▸ **Task description**:
Retype, word for word, the lines of the records below, starting with the line that contains "Could you please spot the marble" and going on through the line that contains "(1218, 591)". Include both of those lines and nothing outside them.

▸ **Working data**:
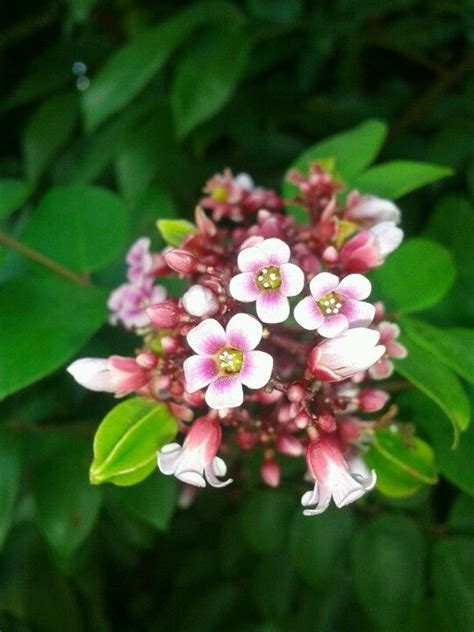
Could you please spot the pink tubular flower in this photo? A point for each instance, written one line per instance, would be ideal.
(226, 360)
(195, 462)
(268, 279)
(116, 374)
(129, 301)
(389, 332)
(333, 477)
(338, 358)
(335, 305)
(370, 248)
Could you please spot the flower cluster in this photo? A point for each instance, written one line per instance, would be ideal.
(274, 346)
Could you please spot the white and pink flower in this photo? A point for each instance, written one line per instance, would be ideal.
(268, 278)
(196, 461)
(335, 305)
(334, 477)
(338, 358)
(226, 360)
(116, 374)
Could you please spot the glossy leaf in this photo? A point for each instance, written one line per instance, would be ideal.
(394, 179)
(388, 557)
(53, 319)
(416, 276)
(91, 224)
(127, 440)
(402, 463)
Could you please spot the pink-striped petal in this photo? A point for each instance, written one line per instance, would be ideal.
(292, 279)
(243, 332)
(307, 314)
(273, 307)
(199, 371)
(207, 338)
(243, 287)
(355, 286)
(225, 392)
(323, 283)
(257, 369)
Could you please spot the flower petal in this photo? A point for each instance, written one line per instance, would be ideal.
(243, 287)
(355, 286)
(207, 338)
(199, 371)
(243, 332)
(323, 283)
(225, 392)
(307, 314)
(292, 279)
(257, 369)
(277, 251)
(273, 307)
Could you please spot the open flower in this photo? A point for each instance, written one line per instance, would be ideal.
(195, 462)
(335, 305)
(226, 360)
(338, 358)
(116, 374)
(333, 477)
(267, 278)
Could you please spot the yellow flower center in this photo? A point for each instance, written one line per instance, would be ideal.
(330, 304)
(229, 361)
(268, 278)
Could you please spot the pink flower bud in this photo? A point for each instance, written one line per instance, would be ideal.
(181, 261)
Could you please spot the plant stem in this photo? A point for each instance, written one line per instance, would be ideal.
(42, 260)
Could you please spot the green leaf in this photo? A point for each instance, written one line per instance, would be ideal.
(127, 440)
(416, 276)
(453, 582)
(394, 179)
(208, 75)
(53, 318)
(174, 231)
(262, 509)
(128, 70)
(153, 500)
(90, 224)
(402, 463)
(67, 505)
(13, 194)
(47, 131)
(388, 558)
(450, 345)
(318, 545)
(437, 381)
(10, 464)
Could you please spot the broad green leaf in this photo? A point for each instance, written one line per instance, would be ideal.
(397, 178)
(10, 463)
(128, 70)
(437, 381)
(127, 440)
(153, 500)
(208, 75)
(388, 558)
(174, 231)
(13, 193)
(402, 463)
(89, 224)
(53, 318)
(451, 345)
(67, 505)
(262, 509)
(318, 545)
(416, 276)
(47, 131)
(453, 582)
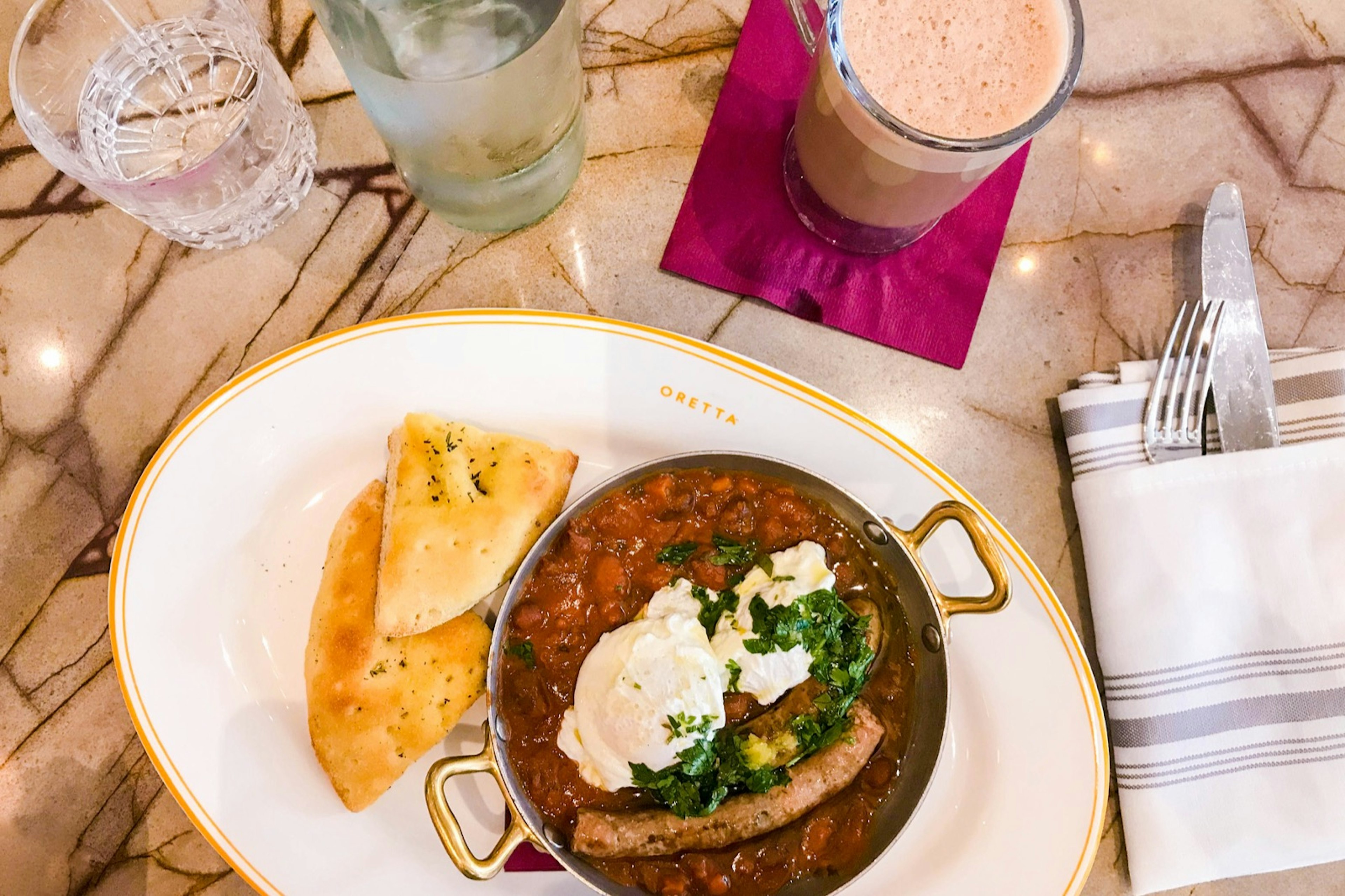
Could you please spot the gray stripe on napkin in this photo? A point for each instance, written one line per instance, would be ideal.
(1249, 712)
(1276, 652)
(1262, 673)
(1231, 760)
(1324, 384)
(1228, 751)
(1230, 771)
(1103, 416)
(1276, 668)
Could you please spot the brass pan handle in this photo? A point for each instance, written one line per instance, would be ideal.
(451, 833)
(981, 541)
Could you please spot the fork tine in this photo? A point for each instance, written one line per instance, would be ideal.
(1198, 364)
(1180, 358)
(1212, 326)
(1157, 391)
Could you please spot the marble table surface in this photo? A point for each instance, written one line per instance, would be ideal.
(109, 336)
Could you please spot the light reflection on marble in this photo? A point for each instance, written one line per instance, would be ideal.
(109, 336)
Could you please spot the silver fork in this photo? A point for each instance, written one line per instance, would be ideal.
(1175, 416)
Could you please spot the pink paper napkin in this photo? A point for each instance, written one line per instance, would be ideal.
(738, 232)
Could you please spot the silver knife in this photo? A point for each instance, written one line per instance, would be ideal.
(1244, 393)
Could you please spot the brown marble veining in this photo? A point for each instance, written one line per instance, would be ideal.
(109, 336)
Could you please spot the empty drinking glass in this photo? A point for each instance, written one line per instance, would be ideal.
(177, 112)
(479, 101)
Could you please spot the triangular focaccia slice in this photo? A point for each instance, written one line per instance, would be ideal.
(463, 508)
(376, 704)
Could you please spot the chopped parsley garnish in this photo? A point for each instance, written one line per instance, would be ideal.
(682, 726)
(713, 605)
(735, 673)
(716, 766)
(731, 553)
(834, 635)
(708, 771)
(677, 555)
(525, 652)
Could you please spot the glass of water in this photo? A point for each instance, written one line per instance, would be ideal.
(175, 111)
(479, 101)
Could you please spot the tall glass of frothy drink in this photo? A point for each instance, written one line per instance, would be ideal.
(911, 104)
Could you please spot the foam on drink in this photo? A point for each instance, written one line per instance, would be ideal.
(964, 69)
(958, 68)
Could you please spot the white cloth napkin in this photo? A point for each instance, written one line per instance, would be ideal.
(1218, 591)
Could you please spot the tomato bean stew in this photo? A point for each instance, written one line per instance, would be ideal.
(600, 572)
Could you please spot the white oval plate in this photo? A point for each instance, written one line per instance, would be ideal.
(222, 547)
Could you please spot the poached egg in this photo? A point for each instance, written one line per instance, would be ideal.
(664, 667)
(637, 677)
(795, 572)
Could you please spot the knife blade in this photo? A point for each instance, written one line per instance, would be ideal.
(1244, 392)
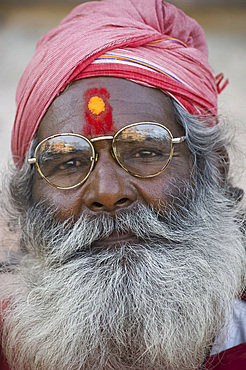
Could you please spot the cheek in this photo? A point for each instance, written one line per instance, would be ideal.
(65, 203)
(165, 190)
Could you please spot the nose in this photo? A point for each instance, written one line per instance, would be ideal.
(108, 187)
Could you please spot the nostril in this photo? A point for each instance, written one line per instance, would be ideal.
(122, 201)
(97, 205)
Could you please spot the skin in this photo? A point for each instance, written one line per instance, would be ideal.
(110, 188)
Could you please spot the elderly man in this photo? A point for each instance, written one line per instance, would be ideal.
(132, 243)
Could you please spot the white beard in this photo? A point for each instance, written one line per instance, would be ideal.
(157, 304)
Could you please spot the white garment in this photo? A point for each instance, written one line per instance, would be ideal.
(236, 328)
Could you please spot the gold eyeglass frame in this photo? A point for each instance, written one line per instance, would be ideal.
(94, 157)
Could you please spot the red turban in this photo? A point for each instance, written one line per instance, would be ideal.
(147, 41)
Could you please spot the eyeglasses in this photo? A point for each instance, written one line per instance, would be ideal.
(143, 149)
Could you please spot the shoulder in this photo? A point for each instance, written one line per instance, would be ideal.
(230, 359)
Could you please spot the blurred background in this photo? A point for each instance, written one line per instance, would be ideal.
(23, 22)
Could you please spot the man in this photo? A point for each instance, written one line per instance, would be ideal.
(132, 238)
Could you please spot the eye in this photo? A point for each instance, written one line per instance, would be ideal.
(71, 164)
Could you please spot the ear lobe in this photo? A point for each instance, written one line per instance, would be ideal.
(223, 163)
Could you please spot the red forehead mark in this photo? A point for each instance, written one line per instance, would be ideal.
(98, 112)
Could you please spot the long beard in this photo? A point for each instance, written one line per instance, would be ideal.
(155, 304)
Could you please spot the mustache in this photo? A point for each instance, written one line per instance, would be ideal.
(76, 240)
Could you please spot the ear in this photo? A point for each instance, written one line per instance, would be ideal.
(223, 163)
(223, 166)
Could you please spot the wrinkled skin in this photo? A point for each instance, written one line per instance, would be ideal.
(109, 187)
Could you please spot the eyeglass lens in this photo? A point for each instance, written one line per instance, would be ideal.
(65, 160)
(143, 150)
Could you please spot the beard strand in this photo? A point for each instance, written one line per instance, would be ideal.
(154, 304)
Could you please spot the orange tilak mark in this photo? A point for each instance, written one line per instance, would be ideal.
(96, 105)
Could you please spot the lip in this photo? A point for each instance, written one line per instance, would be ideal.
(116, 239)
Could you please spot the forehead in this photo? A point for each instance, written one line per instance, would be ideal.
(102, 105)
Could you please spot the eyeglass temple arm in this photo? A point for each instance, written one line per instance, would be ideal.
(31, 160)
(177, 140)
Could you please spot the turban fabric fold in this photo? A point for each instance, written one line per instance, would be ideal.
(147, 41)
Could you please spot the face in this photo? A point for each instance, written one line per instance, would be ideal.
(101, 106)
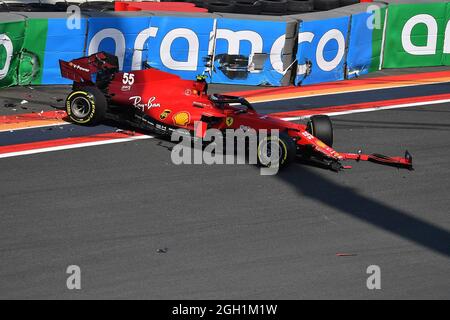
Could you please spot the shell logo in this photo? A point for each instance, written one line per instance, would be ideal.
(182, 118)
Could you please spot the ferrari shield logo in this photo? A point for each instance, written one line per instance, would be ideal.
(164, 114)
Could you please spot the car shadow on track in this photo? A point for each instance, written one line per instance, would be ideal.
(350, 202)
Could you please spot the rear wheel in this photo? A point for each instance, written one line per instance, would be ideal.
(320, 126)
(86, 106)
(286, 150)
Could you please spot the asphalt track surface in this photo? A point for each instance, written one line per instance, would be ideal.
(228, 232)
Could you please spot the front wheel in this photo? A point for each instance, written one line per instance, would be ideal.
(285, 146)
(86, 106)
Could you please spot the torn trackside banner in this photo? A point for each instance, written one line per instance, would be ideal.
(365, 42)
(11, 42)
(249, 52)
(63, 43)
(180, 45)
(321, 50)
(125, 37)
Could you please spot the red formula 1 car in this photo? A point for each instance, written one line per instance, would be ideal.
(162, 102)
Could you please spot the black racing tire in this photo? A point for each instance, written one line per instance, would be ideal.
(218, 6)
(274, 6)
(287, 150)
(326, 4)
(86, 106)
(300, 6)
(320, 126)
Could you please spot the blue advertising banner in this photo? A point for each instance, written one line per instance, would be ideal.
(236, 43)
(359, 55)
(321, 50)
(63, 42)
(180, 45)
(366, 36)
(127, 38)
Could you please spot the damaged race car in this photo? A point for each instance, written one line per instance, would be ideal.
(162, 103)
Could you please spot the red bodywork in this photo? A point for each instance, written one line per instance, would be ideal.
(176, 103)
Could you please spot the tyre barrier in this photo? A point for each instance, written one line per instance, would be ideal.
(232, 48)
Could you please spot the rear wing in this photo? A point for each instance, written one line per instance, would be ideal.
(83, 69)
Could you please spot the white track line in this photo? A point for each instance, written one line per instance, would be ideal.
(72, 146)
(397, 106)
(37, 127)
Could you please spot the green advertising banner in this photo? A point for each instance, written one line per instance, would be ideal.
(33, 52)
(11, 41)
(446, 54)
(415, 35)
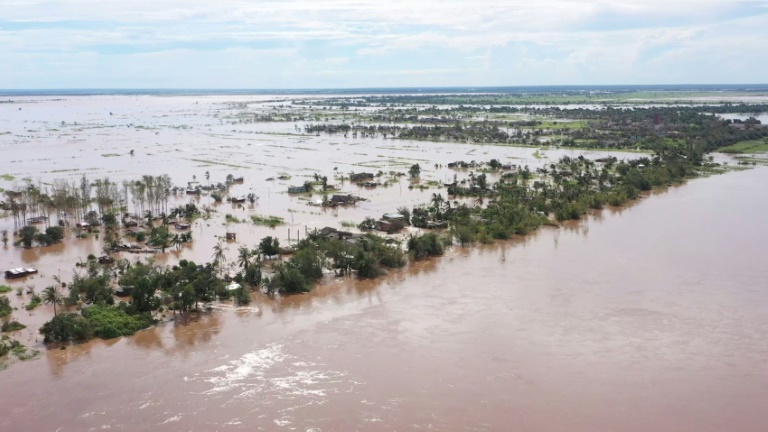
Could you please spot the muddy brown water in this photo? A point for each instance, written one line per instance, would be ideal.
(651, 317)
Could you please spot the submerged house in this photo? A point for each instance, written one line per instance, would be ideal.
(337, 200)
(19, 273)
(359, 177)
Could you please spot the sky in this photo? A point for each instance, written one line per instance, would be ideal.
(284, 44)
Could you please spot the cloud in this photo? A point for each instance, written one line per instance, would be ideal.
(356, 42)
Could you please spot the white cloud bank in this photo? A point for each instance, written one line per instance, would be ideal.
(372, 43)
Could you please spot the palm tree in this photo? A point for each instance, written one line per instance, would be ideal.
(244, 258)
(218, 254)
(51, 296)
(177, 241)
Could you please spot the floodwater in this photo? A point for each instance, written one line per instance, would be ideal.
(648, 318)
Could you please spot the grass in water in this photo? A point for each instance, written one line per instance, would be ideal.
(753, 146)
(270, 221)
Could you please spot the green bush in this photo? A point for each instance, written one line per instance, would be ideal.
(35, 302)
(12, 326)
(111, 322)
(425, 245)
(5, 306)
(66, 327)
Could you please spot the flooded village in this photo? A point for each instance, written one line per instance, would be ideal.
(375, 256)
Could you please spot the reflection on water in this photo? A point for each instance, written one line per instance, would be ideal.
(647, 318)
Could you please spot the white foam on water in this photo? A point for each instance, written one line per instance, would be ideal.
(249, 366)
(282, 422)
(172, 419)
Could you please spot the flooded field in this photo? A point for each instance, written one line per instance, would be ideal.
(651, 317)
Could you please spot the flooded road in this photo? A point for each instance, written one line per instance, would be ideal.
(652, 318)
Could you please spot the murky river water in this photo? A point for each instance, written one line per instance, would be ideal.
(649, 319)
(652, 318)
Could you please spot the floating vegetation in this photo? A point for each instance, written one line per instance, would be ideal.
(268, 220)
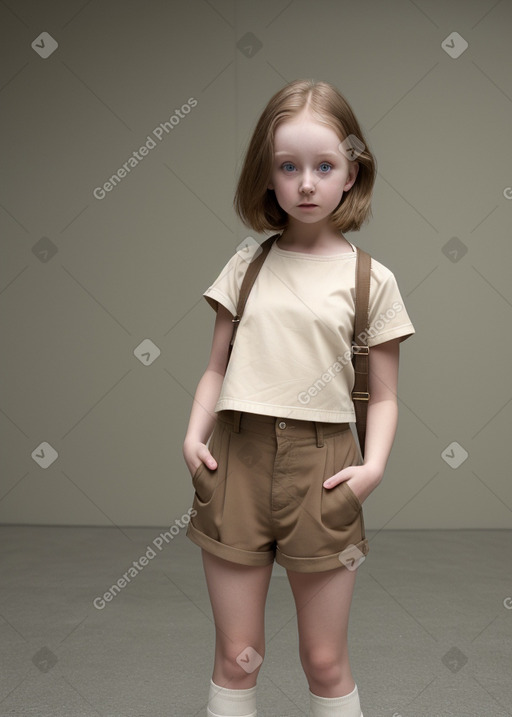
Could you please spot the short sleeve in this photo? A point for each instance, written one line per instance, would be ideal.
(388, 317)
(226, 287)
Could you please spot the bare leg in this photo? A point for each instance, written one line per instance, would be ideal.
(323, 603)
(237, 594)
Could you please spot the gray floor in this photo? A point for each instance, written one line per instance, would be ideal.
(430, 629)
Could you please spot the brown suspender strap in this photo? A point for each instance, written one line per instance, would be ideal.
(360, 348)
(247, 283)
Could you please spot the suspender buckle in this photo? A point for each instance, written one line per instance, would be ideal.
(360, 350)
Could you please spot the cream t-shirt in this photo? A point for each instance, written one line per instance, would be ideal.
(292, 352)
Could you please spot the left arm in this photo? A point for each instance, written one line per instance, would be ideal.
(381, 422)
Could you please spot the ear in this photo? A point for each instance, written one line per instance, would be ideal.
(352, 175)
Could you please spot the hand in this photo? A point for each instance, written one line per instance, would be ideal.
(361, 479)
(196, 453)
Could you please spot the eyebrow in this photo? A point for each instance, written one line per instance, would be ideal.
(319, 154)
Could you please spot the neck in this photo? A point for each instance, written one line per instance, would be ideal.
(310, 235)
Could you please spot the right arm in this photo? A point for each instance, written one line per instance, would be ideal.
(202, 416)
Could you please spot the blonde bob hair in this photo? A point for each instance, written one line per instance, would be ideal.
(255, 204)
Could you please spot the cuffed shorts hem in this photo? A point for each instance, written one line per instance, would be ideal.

▸ **Answer for this exercise**:
Could you please spot the marble table surface in this photo? A point for each instance, written one line per instance, would be ideal.
(109, 336)
Could you please spot the light reflection on marble in this photo? A point for each instance, written one line per instance, would be ideal.
(109, 336)
Could you please spot the silver fork in this photo? A point for each instance, written one line per instance, would be ideal.
(1175, 416)
Could you please spot the pink paper napkin in this photo? A point for each instance, written one line per instance, would be ideal.
(738, 232)
Could you please spot the silver knife in this photo? A point for each instance, written one line per instance, would be ideal.
(1244, 393)
Could you please spot the brown marble veining in this photo? A point for each instance, written one line per instance, would be ideal.
(109, 336)
Could you please spot the empty drinking glass in this photo? A point for each instance, written one line per instance, would be ideal.
(177, 112)
(479, 101)
Could you please spot the triangular focaccia slice in this photo? A point for each instance, written one line per instance, would be ideal.
(463, 508)
(376, 704)
Could you please spot the chopped parsley garnish in this photo? A point for each instance, written one line per instance, would be ideal.
(682, 726)
(713, 605)
(735, 673)
(716, 766)
(731, 553)
(834, 635)
(708, 771)
(677, 555)
(525, 652)
Could you please spot the glass of water in this photo? A point for each instance, written one line per instance, would be ideal.
(175, 111)
(479, 101)
Could you please spot the tall glass of frothy drink in this photo? A point for each instance, written one line per instance, would be ideal.
(911, 104)
Could you please spot the foam on drink in this photo? A point for each instance, written one line per instance, would be ideal.
(964, 69)
(958, 68)
Could you please spot the white cloth napkin in this photo? A point for each instance, written one line per instance, would be ideal.
(1218, 591)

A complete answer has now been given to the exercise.